◆ Task instructions ◆
Return the passage of the Oklahoma wheat thread from "## giddy (Nov" up to and including "(Feb 23, 2008)", copied word for word.

◆ Selection ◆

___

# oklahoma wheat



## debbiekatiesmom (Feb 24, 2009)

i am interested in buying a grain mill, but first i wanted to know where 
in oklahoma i can buy the wheat/grains. does anyone know the best and cheapest place? thanks in advance


----------



## wally (Oct 9, 2007)

You can check with your local Coop, or a local natural foods store


----------



## giddy (Nov 14, 2006)

www.oklahomafood.coop/ look at the coop producers under sell and buy and see where they are located. If you are from around OKC, you can pick up from several different places. Look under sell for pickup sites, they are all over Oklahoma. I'm a member to buy from the coop and I've bought organic wheat berries from here. You are buying from the producer here, no middleman except the coop.


----------



## Oldcountryboy (Feb 23, 2008)

You got room to grow some. It would only take a 1/4 acre maybe. On a farm show I was watching said in Oklahoma a acre of wheat will produce enough flour to bake 2700 loaves of bread. After hearing that I got to wondering if I should grow my own wheat flour.


----------



## texican (Oct 4, 2003)

If you live out in the sticks, the nearest feed store could get you some 50lb bags... just make sure it's feeding wheat, instead of planting wheat. You might have to winnow out the grain, more than you would if you were buying it 'ready to grind'... however the price would be much much less.

___

◆ Stored records ◆
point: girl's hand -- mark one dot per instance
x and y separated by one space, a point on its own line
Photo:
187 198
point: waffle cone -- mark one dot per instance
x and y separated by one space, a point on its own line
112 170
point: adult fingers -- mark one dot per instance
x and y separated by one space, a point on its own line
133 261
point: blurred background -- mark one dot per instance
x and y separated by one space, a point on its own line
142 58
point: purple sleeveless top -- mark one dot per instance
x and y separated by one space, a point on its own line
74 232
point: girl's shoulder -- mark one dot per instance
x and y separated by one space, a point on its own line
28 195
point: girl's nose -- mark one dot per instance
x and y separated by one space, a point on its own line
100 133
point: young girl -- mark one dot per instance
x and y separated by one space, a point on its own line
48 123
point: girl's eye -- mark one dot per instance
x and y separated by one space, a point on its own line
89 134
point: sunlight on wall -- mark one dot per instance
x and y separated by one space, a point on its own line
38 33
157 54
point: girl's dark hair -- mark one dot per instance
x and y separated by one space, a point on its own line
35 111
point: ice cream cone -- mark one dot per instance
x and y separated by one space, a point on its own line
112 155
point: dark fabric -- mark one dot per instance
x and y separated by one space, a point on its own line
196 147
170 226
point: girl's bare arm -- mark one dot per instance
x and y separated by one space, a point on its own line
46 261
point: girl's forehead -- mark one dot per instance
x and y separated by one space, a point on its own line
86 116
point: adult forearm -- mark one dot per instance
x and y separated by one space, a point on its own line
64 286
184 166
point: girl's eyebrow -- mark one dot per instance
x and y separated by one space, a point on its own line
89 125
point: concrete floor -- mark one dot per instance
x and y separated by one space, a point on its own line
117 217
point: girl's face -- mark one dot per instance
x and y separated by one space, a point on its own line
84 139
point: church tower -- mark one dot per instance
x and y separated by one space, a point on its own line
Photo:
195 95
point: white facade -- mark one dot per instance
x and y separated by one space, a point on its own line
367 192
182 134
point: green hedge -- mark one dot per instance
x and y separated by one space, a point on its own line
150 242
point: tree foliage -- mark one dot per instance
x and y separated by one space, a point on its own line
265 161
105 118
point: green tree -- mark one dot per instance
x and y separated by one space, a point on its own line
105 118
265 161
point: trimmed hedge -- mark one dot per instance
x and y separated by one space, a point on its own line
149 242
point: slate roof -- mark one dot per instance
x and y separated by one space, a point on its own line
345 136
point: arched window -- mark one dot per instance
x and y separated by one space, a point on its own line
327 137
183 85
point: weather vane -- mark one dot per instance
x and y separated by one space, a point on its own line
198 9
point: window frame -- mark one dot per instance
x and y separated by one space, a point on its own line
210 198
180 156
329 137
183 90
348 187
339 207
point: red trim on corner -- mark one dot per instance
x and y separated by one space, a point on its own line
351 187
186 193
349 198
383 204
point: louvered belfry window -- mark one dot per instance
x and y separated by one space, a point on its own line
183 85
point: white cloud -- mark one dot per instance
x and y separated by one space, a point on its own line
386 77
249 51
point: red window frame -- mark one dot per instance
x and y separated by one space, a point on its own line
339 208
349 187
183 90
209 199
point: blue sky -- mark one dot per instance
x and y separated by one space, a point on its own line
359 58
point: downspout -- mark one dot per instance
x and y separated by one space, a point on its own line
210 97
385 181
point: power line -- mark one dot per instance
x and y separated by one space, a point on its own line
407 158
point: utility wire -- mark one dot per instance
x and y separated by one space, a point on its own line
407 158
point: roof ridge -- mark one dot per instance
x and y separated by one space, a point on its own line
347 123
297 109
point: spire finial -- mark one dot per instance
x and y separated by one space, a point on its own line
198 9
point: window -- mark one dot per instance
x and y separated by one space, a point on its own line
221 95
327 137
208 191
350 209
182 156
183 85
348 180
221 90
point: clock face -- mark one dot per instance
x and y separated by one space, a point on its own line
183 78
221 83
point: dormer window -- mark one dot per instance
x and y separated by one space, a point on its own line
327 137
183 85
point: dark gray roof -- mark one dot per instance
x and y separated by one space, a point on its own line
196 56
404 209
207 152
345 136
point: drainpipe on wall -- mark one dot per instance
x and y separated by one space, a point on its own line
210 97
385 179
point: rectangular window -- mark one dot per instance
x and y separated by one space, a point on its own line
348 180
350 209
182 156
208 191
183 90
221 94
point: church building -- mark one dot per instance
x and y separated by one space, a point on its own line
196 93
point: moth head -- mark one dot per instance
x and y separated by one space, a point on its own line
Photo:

___

◆ Result of the exercise ◆
## giddy (Nov 14, 2006)

www.oklahomafood.coop/ look at the coop producers under sell and buy and see where they are located. If you are from around OKC, you can pick up from several different places. Look under sell for pickup sites, they are all over Oklahoma. I'm a member to buy from the coop and I've bought organic wheat berries from here. You are buying from the producer here, no middleman except the coop.


----------



## Oldcountryboy (Feb 23, 2008)